[Page text]
# Forbidden Colours - A Lahmian Army Plog



## The Gunslinger (Apr 4, 2011)

So I thought it was time to take stock of my growing Vampire Counts army and give them their own plog. Especially considering how old my general one is and how clustered it is. 

As the title suggested I am going for A Lahmian army, so some stunningly beautiful and dangerously ambitious female vampires at the head of this Khemri style army of the undead. 

I plan to introduce some tomb kings elements into my force, mixing it with the more traditional vampire counts models, let’s hope eBay will be kind to me. 

The Undead were my first love in Warhammer, and have been something I have been collecting since I was in primary school, so I’m very excited to finally be able to bring together a completed force that I can use. Age of Sigmar has given me that push to get something playable together and finally start exploring that side of the hobby. 

Anyway I have decided to open with the first unit I painted in this “new” version of my undead, The Legion of Nehek:


----------



## The Gunslinger (Apr 4, 2011)

*The Legion of Nehek*


A unit of spear armed skeletons, I made and painted these guys from scratch rather than re-paint my older models, something I will do later. At the minute I have finished 20, but plan to add another 10. They will be joined by another 30, also with spears, and a spare command group in case I wanted to play them as three units of 20. 

The bone is pretty simple, Zandri dust with a Seraphim Sepia wash. Followed by a drybrush of Praxeti white. Now I decided to add another wash of SS, because I felt the bone was far to white without it. 

The Turquoise armour is actually from a necron painting tutorial, but I like it for an Egyptian blue colour. Sotek green with a skink blue and tyrant skull drybrush, followed by a wash of SS again. I love that wash. 

For the metal, I use a screaming bell base followed by runelord brass. I also used a very watered down turquoise to oxide the metal, giving it that ancient look. Also washed with Sepia. 

All the bases for my army will be painted following the guide I found here:
Realm of Warhammer 40k: Basing Your Miniatures (the basics)








Dustbowl
Basecoat: Tallarn Sand.
Highlight 1: Karak Stone.
Highlight 2: Ushabti Bone.
Rim: Steel Legion Drab.
Scatter: Dead Grass.


----------



## Loran (Dec 20, 2007)

[Complete the following]
1. Could you quote the Lahmian army thread from "# Forbidden Colours" up to and including "of the undead."?
2. Can you carry the Lahmian army thread on from the point where it stops?
The items after this point are separate material and not part of the Lahmian army thread.

[Records taken from a data source]
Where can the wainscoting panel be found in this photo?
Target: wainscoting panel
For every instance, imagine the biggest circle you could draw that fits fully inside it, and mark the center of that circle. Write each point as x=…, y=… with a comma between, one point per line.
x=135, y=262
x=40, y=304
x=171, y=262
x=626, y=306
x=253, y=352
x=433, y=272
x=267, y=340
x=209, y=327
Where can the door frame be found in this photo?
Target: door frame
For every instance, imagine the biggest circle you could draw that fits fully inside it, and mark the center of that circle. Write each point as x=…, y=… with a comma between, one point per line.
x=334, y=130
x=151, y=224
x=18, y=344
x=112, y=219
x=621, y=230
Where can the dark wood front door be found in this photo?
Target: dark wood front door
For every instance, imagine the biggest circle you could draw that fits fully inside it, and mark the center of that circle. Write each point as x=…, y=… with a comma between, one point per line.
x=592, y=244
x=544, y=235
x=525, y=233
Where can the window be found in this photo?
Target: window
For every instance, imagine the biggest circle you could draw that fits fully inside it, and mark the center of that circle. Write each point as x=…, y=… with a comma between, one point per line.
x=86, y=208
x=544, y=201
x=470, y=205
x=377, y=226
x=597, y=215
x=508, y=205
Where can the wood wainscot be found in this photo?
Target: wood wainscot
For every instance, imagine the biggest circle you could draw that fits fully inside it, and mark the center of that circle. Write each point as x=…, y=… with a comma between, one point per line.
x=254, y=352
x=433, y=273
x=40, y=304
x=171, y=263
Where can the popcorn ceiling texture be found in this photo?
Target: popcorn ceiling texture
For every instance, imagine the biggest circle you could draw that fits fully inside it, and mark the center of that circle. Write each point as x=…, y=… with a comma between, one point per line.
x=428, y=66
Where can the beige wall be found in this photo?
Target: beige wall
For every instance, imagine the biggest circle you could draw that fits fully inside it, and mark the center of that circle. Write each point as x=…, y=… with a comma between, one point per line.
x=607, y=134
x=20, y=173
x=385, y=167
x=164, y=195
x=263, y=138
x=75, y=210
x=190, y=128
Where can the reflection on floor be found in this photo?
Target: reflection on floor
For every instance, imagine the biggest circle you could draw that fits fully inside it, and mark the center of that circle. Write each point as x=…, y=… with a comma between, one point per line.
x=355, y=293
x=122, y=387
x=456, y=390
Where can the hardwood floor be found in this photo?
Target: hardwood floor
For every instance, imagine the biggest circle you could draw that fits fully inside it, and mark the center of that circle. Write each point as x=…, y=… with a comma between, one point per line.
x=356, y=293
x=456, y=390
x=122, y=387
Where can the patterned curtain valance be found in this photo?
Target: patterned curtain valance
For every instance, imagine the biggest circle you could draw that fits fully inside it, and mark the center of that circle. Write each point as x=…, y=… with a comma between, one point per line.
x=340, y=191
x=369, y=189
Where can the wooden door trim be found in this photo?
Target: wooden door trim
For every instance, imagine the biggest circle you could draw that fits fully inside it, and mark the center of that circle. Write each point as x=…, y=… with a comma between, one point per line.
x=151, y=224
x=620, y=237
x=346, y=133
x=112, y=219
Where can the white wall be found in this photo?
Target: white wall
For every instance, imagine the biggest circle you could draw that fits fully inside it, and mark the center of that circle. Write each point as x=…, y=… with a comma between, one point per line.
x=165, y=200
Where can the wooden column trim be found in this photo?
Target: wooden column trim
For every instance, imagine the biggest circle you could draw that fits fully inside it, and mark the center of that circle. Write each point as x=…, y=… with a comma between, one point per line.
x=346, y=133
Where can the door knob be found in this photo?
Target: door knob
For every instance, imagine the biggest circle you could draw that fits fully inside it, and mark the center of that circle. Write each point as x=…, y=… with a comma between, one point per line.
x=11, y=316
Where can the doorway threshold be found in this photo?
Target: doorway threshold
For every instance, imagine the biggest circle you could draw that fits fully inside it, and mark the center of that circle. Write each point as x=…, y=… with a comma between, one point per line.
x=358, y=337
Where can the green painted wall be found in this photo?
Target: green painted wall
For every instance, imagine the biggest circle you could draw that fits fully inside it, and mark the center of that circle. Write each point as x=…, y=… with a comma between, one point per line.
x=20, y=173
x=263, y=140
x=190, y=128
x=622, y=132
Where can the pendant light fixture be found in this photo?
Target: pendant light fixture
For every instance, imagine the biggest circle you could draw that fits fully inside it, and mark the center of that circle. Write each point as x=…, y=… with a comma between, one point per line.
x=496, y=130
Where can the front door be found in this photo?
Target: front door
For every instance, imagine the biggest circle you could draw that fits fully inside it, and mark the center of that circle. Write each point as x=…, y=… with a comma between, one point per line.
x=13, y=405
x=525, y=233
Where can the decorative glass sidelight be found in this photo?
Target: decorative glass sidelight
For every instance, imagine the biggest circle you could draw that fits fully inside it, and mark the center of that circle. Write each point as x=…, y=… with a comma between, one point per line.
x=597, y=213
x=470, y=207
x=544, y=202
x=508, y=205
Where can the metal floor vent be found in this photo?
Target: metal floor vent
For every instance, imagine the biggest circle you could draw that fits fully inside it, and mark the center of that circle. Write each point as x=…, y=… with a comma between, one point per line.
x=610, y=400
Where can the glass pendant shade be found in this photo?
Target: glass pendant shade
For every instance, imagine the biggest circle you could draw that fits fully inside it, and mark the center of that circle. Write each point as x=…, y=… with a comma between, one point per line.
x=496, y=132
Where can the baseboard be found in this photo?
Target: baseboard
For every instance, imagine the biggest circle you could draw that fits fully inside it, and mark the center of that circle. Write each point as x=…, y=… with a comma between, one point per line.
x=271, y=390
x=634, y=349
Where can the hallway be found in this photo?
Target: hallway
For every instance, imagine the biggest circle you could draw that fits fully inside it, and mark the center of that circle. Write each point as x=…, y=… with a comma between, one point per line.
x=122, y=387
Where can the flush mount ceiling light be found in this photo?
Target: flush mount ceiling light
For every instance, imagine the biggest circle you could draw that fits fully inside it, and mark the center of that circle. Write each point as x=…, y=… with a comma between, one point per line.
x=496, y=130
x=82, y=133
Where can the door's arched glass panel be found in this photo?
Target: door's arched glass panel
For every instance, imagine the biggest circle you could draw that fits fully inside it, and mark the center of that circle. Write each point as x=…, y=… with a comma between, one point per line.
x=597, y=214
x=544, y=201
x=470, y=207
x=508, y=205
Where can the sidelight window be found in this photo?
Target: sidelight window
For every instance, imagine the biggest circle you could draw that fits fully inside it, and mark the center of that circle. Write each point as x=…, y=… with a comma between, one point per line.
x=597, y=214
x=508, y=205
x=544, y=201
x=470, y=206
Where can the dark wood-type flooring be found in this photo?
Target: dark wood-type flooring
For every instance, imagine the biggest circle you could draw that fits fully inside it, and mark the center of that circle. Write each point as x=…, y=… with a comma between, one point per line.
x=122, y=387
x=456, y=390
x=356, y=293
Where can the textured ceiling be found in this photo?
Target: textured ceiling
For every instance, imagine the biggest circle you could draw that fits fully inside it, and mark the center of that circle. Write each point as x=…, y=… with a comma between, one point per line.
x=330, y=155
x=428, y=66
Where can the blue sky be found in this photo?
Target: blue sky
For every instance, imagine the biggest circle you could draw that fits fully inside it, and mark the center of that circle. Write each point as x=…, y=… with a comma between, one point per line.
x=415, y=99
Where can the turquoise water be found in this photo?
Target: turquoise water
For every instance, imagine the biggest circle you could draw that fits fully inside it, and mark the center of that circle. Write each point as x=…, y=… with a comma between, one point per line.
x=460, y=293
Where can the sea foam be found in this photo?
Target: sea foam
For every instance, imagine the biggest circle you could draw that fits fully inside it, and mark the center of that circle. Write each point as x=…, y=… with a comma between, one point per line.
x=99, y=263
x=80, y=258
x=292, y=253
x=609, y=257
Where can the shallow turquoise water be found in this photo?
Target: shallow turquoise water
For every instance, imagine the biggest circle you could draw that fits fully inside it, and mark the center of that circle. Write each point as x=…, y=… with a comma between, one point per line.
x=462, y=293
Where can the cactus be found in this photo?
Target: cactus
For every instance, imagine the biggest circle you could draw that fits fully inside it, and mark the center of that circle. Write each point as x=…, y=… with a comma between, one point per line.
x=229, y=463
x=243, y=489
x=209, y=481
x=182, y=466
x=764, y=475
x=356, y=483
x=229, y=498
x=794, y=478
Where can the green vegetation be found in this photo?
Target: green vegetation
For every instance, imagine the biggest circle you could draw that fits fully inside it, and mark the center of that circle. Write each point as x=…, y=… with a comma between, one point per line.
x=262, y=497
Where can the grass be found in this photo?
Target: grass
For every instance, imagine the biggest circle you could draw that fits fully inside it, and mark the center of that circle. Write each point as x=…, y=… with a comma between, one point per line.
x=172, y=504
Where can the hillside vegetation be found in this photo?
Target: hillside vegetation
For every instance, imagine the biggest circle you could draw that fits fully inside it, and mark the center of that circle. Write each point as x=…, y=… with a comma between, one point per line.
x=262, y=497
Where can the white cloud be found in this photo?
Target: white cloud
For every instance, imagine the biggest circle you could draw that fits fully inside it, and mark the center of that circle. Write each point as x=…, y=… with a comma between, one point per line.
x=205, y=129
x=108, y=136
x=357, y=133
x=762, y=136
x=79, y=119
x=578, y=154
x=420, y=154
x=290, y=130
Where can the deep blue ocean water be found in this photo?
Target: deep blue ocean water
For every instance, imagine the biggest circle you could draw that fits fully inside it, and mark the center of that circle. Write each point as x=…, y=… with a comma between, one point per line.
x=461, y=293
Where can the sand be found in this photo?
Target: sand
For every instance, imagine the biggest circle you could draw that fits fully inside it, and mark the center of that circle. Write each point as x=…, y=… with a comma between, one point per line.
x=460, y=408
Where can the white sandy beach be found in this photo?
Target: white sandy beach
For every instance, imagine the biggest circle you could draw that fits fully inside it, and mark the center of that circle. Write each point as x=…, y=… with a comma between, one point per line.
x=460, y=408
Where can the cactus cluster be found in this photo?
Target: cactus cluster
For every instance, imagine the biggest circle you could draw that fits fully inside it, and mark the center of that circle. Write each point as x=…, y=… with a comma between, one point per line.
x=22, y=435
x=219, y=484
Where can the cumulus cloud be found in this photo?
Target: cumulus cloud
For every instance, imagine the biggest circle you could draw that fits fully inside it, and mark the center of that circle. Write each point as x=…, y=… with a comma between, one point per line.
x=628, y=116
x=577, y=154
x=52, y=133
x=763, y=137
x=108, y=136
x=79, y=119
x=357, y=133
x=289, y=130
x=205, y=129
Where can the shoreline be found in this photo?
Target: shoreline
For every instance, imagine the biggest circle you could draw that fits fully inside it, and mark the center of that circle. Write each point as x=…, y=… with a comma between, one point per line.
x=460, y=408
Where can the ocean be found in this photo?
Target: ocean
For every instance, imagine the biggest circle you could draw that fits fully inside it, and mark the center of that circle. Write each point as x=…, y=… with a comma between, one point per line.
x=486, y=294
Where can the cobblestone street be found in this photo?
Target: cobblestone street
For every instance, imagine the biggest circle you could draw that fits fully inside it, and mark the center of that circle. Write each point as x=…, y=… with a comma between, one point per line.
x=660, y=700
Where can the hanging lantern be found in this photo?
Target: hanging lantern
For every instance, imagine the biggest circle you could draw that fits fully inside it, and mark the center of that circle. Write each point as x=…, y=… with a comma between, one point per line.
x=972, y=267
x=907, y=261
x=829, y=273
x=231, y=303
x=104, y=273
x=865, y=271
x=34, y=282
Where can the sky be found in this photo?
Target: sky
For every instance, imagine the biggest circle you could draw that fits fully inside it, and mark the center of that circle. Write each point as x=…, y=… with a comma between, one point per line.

[Results for the exercise]
1.
# Forbidden Colours - A Lahmian Army Plog



## The Gunslinger (Apr 4, 2011)

So I thought it was time to take stock of my growing Vampire Counts army and give them their own plog. Especially considering how old my general one is and how clustered it is. 

As the title suggested I am going for A Lahmian army, so some stunningly beautiful and dangerously ambitious female vampires at the head of this Khemri style army of the undead.

2.
Looks good! Suitably vibrant colour for the turquoise, but still having that worn-out and used look. And the bone has that "left out in the sun for too long" -feel  Good stuff!


----------



## The Gunslinger (Apr 4, 2011)

*Rephalm’s Horde*

Welcome to my second update, Rephalm’s Horde!

Rephalm is a wannabe necromancer, whose magic talent is incredibly slight, barely enough to keep the handful of zombies who pull his cart alive. He is one of the few “living” members of my force, and one of the few male characters. 

His story is tragic, a young, handsome noble who fell in love with Countess Verde, The stunningly beautiful leader of my army, many years ago. He attempted to court the countess, before learning of her vampiric nature. His infatuation grew to a deep obsession, as he stopped caring about anything other than her desires. This caused his physical appearance to degrade as he became more and more desperate to please her. Countess Verde enjoys the attention of men and treats those who fall under her spell as her playthings. Rephalm has since fallen from favour, having been cast out to care for the growing zombie horde that makes up the Countess’ army. 

Starting off at 20 models, my zombie horde will eventually be doubled to 40.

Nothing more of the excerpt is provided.